*** Excerpted passage ***

What Did Tim O'Brien Ever Do to You?
The always insightful David Gates has reviewed Tim O'Brien's July, July, and I wouldn't want to be O'Brien this morning:
In some unpretending airport novel, such a slapdash come-on might slide by. Serious fiction, though, ought to have more respect for both its audience and itself. Going After Cacciato and The Things They Carried did. But July, July shows up for its date with posterity wearing loafers without socks, with its shirttail hanging out. And it doesn't improve on acquaintance.
Probably only a Tolstoy... could have done much with the crashingly trite premise of July, July: the 30th-anniversary reunion of the college class of 1969, the heart of the heart of the baby boom generation and the last bailouts from the tailspinning 60's. (The reunion doesn't happen until the conveniently millennial summer of 2000 because somebody screwed up. How lucky can a novelist get?)

*** End of Excerpted passage ***
*** Extracted material ***

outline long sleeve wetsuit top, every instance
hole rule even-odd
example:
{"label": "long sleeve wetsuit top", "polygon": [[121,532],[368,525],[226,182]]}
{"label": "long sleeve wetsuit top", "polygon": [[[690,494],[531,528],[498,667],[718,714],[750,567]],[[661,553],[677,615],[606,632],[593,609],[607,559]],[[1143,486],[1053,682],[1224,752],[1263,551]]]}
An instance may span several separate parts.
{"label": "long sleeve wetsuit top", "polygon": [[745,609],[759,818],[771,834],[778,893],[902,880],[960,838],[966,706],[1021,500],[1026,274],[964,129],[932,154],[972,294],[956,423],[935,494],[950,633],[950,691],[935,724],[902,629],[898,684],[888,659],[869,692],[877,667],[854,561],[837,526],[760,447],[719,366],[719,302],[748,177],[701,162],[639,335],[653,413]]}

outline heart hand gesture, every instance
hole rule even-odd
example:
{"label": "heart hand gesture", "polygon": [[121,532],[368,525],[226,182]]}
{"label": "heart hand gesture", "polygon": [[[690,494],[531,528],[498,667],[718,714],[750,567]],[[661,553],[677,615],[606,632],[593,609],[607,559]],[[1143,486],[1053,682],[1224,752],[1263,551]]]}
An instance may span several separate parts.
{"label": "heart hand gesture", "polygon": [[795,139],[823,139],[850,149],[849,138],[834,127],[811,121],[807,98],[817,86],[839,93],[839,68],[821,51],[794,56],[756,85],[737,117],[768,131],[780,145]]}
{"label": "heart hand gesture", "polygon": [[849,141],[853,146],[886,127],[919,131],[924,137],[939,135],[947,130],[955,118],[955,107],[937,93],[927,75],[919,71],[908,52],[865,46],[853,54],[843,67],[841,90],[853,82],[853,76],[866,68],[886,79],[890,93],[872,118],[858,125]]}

*** End of Extracted material ***

- _Task requirements_
Answer these questions about the post on the review of July, July:
(a) Who reviewed Tim O'Brien's July, July?
(b) Which two earlier books does the post's review quotation say showed respect for their audience and themselves?
(c) In what summer does the novel's class reunion take place?

- _Result for this task_
(a) David Gates reviewed it.
(b) Going After Cacciato and The Things They Carried.
(c) The summer of 2000.